◆ Dataset records ◆
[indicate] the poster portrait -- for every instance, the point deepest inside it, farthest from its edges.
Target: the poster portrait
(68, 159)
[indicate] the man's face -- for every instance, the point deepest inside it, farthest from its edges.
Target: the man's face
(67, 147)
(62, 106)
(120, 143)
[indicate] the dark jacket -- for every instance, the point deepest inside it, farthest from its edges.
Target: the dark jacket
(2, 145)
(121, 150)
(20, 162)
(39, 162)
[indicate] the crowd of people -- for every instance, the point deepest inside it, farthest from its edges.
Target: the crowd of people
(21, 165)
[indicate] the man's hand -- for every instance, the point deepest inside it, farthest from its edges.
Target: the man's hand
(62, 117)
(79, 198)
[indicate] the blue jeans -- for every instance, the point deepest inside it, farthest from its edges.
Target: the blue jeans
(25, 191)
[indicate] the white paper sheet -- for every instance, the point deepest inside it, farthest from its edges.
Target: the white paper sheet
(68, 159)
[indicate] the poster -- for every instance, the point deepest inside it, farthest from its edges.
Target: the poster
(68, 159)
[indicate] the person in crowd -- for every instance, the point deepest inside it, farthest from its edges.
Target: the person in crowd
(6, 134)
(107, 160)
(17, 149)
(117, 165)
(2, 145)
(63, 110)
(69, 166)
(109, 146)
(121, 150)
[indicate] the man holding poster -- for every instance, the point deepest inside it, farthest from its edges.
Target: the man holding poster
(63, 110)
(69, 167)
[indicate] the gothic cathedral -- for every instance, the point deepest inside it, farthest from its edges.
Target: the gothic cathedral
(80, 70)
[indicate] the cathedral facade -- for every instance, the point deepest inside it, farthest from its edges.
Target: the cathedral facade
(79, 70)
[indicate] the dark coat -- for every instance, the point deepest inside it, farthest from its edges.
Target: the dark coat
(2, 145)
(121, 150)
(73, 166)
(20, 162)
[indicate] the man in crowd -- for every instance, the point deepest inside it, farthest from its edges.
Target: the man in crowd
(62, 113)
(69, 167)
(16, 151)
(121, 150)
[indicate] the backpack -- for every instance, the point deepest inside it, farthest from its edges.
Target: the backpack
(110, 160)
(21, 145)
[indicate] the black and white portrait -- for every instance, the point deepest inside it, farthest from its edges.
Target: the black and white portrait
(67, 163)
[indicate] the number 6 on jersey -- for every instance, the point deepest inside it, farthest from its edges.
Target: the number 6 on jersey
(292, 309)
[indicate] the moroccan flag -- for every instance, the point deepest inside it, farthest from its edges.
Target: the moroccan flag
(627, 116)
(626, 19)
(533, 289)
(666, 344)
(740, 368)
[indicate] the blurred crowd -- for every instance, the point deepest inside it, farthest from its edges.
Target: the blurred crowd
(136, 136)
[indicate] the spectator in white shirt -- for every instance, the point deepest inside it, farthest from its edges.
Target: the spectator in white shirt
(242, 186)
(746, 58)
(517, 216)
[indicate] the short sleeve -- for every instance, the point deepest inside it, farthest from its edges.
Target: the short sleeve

◆ Exercise directions ◆
Rewrite everything from the line containing "[indicate] the short" down to the end of the material as a Markdown table with the columns Row and Line. Give each line its own numbered row and leave out blank lines.

◆ Result ◆
| Row | Line |
|---|---|
| 1 | [indicate] the short sleeve -- for every instance, the point deepest inside it, farthest from its edges. |
| 2 | Target: the short sleeve |